[About this exercise]
The entries should be restated word for word.

[Provided records]
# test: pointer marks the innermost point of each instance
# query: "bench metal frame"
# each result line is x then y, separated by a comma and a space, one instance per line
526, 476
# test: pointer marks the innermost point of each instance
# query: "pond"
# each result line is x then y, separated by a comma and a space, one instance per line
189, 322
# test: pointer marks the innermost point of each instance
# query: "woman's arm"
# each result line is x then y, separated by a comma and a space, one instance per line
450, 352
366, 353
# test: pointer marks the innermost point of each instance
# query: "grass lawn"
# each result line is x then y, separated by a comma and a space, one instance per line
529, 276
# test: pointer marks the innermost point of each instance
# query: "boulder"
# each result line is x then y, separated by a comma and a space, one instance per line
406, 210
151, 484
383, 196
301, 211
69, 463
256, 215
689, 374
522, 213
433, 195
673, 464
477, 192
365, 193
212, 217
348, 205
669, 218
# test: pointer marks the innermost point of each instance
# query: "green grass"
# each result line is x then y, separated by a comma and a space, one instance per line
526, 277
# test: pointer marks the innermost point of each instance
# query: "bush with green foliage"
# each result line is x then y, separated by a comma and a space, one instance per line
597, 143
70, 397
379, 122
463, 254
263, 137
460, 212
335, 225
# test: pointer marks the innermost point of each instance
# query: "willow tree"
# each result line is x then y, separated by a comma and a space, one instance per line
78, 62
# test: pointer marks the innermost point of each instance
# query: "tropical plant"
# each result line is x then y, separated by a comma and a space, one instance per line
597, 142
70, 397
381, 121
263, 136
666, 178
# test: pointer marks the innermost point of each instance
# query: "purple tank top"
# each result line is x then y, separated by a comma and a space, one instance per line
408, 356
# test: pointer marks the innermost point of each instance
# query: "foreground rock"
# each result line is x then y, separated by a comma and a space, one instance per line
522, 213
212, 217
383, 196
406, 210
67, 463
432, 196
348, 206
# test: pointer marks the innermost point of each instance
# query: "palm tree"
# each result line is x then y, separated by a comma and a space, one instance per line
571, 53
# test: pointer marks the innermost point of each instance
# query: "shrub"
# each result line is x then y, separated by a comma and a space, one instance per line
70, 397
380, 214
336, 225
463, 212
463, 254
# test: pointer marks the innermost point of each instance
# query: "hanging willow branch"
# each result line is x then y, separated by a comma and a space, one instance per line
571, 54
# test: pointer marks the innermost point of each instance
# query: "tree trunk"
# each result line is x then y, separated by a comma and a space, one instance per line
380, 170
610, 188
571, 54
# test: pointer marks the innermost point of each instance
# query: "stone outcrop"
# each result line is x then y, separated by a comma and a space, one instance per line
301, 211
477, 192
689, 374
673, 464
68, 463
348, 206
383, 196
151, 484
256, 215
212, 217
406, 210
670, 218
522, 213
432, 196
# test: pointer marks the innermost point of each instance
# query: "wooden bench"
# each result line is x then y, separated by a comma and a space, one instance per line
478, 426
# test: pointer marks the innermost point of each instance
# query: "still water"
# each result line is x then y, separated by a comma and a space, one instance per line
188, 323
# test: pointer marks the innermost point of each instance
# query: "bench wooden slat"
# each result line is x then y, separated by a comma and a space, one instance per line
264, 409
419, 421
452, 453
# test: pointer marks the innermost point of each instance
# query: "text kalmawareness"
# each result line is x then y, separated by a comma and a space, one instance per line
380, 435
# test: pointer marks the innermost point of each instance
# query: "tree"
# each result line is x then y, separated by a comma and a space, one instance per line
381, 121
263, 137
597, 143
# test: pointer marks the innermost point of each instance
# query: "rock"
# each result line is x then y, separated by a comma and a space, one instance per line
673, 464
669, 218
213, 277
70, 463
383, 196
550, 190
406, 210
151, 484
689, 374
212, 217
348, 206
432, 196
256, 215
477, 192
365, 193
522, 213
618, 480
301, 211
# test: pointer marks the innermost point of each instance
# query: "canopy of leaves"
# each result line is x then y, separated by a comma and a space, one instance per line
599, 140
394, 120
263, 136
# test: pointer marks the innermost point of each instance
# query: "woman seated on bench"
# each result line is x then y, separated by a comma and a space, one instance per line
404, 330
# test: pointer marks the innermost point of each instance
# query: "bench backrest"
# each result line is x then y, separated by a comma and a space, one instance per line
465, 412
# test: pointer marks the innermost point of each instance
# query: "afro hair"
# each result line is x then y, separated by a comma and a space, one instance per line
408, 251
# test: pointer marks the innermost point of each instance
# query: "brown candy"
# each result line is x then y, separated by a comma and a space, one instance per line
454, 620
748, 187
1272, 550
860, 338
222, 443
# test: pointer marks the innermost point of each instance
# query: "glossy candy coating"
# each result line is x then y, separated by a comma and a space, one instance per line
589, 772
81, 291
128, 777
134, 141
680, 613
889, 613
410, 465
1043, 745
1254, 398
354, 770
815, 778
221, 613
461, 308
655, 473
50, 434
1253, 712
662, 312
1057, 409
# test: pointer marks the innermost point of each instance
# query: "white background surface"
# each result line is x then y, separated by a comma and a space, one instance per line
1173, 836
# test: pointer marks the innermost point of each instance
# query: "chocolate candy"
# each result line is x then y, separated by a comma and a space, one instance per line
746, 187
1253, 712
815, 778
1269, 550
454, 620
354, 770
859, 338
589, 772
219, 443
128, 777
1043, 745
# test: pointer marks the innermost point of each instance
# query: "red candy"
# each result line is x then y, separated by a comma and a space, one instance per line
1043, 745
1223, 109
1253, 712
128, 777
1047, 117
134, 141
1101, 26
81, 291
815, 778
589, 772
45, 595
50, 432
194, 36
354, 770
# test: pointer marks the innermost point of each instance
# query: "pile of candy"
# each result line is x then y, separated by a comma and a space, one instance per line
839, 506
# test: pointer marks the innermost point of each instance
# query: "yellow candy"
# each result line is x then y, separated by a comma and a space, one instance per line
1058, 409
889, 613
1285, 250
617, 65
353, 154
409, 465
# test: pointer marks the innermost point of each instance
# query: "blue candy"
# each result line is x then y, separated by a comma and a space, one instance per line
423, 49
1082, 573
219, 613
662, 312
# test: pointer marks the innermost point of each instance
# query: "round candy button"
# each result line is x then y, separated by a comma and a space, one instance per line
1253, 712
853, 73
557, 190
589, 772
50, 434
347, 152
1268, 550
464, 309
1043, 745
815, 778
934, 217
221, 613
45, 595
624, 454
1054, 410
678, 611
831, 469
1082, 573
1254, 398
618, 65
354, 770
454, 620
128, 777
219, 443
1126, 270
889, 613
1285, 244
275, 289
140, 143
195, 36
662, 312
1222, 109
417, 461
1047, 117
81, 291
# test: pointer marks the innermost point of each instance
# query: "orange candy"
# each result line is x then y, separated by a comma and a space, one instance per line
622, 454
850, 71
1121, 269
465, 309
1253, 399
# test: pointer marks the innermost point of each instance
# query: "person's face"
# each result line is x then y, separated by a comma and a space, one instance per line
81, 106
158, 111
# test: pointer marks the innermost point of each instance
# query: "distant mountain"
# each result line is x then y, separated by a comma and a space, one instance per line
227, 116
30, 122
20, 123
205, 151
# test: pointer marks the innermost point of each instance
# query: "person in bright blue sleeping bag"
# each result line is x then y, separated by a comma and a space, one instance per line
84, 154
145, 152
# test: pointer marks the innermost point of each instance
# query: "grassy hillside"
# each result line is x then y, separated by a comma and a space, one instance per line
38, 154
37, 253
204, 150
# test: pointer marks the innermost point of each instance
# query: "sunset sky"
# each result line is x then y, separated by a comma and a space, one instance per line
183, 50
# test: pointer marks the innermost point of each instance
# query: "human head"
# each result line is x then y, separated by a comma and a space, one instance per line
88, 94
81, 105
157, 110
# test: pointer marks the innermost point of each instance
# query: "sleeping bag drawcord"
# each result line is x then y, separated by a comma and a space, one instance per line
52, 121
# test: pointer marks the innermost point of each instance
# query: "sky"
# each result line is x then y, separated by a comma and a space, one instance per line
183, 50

[Output]
# test: pointer marks the innermost point of each instance
# query: "bench metal frame"
# each result line is x then y, separated by a comma and a space, one instance per line
526, 476
# test: pointer marks the innermost point of each instance
# query: "pond"
# each result line is x then y, separated by a comma and a space, one instance per line
189, 322
# test: pointer marks the innermost point of each instance
# query: "woman's arm"
# each result line is x then y, separated by a comma and a space, one instance per line
450, 352
366, 353
# test: pointer marks the innermost point of each instance
# query: "grass lawn"
# each result line is x then y, separated by a comma and a space, one instance per line
529, 276
# test: pointer marks the innermost point of each instance
# query: "boulder"
# each result line is x then y, separated by a comma and a space, one instance per line
406, 210
151, 484
383, 196
301, 211
69, 463
256, 215
689, 374
522, 213
433, 195
673, 464
477, 192
365, 193
212, 217
348, 205
669, 218
# test: pointer marks the innermost point of each instance
# query: "green grass"
# each result line is x then y, separated by a comma and a space, one instance per line
526, 277
# test: pointer marks the innermost point of each instance
# query: "bush with green foliage"
# each result line is x then y, separated by a comma and a space, one instance per line
597, 143
70, 397
379, 122
463, 254
263, 137
460, 212
335, 225
# test: pointer marks the innermost point of each instance
# query: "willow tree"
# each result line is x then y, separated by a comma and a space, one instance per line
78, 62
# test: pointer marks the innermost point of each instance
# query: "tropical plant"
# each result line is x then y, separated by a comma and a space, one instance per line
597, 142
70, 397
381, 121
263, 136
666, 178
# test: pointer marks the innermost point of each instance
# query: "purple tank top"
# each result line is x then y, separated by a comma and a space, one instance per line
408, 356
# test: pointer marks the innermost point of each instance
# query: "foreground rock"
# each result line is x then y, separated by a comma and a space, one instance per line
522, 213
212, 217
383, 196
406, 210
67, 463
432, 196
348, 206
# test: pointer marks the innermost point of each instance
# query: "palm tree"
# each result line is x then y, separated by a comma and a space, one instance per line
571, 53
# test: pointer marks the innermost point of each instance
# query: "shrub"
# each result line is x then y, separated by a comma and a space, one instance per line
70, 397
380, 214
336, 225
463, 212
463, 254
# test: pointer marks the innermost point of each instance
# query: "hanging willow branch"
# each result line is x then y, separated by a comma and a space, one instance per line
571, 54
# test: pointer marks the innermost point of each instance
# query: "tree trunk"
# each result line is x then y, separated by a comma and a space, one instance per line
380, 170
610, 188
571, 54
# test: pointer marks the innermost point of each instance
# query: "stone outcrop"
# each result line is x then y, separated by a comma and a space, one instance per line
301, 211
477, 192
689, 374
673, 464
68, 463
348, 206
383, 196
151, 484
256, 215
212, 217
406, 210
670, 218
522, 213
432, 196
# test: pointer marks the innermost point of each instance
# query: "wooden bench"
# each result line is x then y, separated by a comma and a space, one instance per line
478, 426
# test: pointer marks the innermost point of each instance
# query: "still water"
# each result line is x then y, separated by a comma and a space, one instance per line
188, 323
# test: pointer marks the innermost point of each instance
# query: "bench wooden slat"
# each result line is x then y, separated by a comma and a space, one instance per line
264, 409
419, 421
452, 453
# test: pointer marks the innermost point of each instance
# query: "text kalmawareness"
# each result line is x then y, separated by a comma and a space, one instance per line
380, 435
# test: pointer marks the innermost point of each instance
# query: "tree"
# each result line is x then y, separated by a comma and a space, one instance per line
381, 121
263, 137
597, 143
# test: pointer marks the innermost point of each instance
# query: "rock"
# each result line is x then y, separated by a comma and a space, one instance per line
673, 464
669, 218
213, 277
70, 463
383, 196
550, 190
406, 210
151, 484
689, 374
212, 217
348, 206
432, 196
256, 215
477, 192
365, 193
522, 213
618, 480
301, 211
# test: pointer marks the innermost point of each instance
# query: "canopy of leaves"
# each result line is x then y, separated by a comma and a space, one instance per line
599, 140
394, 120
263, 136
# test: pointer marks the innermost point of each instance
# query: "woman seated on bench"
# each result line is x then y, separated by a comma and a space, one instance per line
404, 330
# test: pointer marks the innermost point of each instance
# query: "bench backrest"
# each result line is x then y, separated by a comma and a space, one instance per line
465, 412
# test: pointer marks the innermost point of each instance
# query: "afro hair"
# each result line is x then y, separated by a comma and a space, one instance per line
408, 251
# test: pointer marks the innermost point of each instance
# query: "brown candy"
# each result line is x then y, separated by a comma and a space, one instance per line
454, 620
748, 187
1272, 550
860, 338
222, 443
# test: pointer marks the innermost point of each instance
# query: "glossy candy coating"
# each result line is x then y, separated by a comma and a space, one instance per line
589, 772
81, 291
128, 777
134, 141
680, 613
889, 613
410, 465
1043, 745
1254, 398
354, 770
815, 778
221, 613
461, 308
655, 473
50, 434
1253, 712
662, 312
1057, 409
# test: pointer marks the innermost point of each instance
# query: "white background surface"
# each result line is x then y, separated by a comma and a space, one instance per line
1173, 836
# test: pointer marks the innermost point of each instance
# query: "chocolate candy"
# each result line is x then y, separated by a comma and a space, one instance per line
746, 187
1253, 712
815, 778
1269, 550
454, 620
354, 770
859, 338
589, 772
219, 443
128, 777
1043, 745
# test: pointer marks the innermost point of each instance
# query: "red candy"
# each result line is x then y, separated by a comma and a space, one instance per line
1043, 745
1223, 109
1253, 712
128, 777
1047, 117
134, 141
1101, 26
81, 291
815, 778
589, 772
45, 595
50, 432
194, 36
354, 770
# test: pointer marks the innermost point of each instance
# query: "pile of candy"
# each result line is x then y, separated by a comma and a space, one instance per line
839, 506
# test: pointer marks the innermost point of each instance
# query: "yellow candy"
# each result line is x then y, separated by a comma and a space, one instance per line
1058, 409
889, 613
1285, 250
617, 65
353, 154
409, 465
# test: pointer marks the innermost point of each instance
# query: "blue candy"
# each result line is x then y, separated by a comma and a space, one instance per line
423, 49
1082, 573
219, 613
662, 312
# test: pointer marks the innermost point of each instance
# query: "round candy button"
# each result line is x then y, separated by a comma and a space, one instance per line
1253, 712
853, 73
557, 190
589, 772
50, 434
347, 152
1268, 550
464, 309
1043, 745
815, 778
934, 217
221, 613
45, 595
624, 454
1054, 410
678, 611
831, 469
1082, 573
1254, 398
618, 65
354, 770
454, 620
128, 777
219, 443
1126, 270
889, 613
1285, 244
275, 289
140, 143
195, 36
662, 312
1222, 109
417, 461
1047, 117
81, 291
# test: pointer marks the innermost point of each instance
# query: "orange candy"
# each result line is x then y, separated by a comma and a space, one instance per line
622, 454
850, 71
1121, 269
465, 309
1253, 399
# test: pointer marks the innermost point of each instance
# query: "person's face"
# each result line is x then y, separated by a comma and a space, one instance per line
81, 106
158, 111
# test: pointer marks the innermost point of each instance
# query: "distant mountain"
# each result line is x then y, separated by a comma and a space, one instance per line
227, 116
30, 122
20, 123
205, 151
# test: pointer marks the innermost point of each instance
# query: "person in bright blue sleeping bag"
# each result line is x then y, separated by a comma and a space, one instance per line
84, 154
145, 152
# test: pointer marks the innermost point of each instance
# query: "grassy hillside"
# each result line is x then y, separated by a comma and a space, one instance per line
38, 154
37, 253
204, 150
# test: pointer marks the innermost point of each instance
# query: "sunset sky"
# each result line is x then y, separated by a comma and a space, one instance per line
183, 50
# test: pointer marks the innermost point of each instance
# query: "human head"
# each result line is x then y, separated by a comma and a space, one instance per line
88, 94
81, 105
157, 110
# test: pointer marks the innermost point of each instance
# query: "sleeping bag drawcord"
# each result line is x then y, separated by a comma and a space, one instance per line
52, 121
# test: pointer marks the innermost point of each instance
# query: "sky"
# each result line is x then y, separated by a comma and a space, one instance per line
183, 50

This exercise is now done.